[STATED EXERCISE 1] Show each line of the records below that contains the word "sleeve", matching case exactly.

Remember there are stones in many tailwater streams that are not effected by runoff as much. One example is the Middle Provo... I'll leave the others I know nameless. :O•-:


----------



## flyguy7 (Sep 16, 2007)

Salmonflies are all wrapped up now but Golden stones will be going here soon. I was up in you're stomping grounds on Sat. .45. High and muddy with no stones or drakes to be seen.



> I doubt that the Stones will appear in Utah this year but
> Paul McCartney will be here! *-band-* *-band-* *-band-* *-band-*


I don't care who you are, thats funny right there!


----------



## .45 (Sep 21, 2007)

Nor-tah said:


> Remember there are stones in many tailwater streams that are not effected by runoff as much. One example is the Middle Provo... I'll leave the others I know nameless. :O•-:


Who said anything about 'tailwaters' ?

[INPUT]
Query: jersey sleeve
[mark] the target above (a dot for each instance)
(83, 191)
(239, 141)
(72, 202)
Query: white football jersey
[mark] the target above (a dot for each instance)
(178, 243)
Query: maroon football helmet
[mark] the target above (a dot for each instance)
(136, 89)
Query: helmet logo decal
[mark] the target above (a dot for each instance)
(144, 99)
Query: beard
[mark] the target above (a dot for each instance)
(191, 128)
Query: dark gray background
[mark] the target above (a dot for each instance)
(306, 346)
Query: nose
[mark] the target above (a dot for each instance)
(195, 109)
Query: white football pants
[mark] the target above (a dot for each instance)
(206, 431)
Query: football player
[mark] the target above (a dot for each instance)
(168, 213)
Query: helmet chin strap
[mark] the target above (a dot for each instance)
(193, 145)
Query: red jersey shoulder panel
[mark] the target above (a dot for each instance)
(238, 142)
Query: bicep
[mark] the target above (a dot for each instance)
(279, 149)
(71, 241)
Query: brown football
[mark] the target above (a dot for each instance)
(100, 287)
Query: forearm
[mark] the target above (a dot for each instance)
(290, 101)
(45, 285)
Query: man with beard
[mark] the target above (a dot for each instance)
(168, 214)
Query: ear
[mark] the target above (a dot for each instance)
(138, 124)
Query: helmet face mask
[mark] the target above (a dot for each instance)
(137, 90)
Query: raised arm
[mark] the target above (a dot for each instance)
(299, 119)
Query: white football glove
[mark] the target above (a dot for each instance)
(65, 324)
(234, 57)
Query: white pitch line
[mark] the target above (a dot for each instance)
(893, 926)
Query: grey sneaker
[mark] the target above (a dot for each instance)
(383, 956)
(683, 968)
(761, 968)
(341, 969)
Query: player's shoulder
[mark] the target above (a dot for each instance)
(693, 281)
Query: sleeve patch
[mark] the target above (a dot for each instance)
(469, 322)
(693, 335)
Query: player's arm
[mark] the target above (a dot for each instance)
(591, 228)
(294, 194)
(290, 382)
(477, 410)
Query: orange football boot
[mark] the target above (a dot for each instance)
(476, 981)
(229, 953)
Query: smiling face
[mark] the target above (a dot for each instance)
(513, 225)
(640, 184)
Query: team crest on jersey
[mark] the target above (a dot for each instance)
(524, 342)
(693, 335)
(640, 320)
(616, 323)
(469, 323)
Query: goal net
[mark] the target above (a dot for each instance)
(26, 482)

[STATED EXERCISE 2] Output the passage of the forum thread above between "## .45 (Sep" and "about 'tailwaters' ?", inclusive, reproduced verbatim.

[WRITTEN ANSWER 1]
Query: jersey sleeve
Query: sleeve patch

[WRITTEN ANSWER 2]
## .45 (Sep 21, 2007)

Nor-tah said:


> Remember there are stones in many tailwater streams that are not effected by runoff as much. One example is the Middle Provo... I'll leave the others I know nameless. :O•-:


Who said anything about 'tailwaters' ?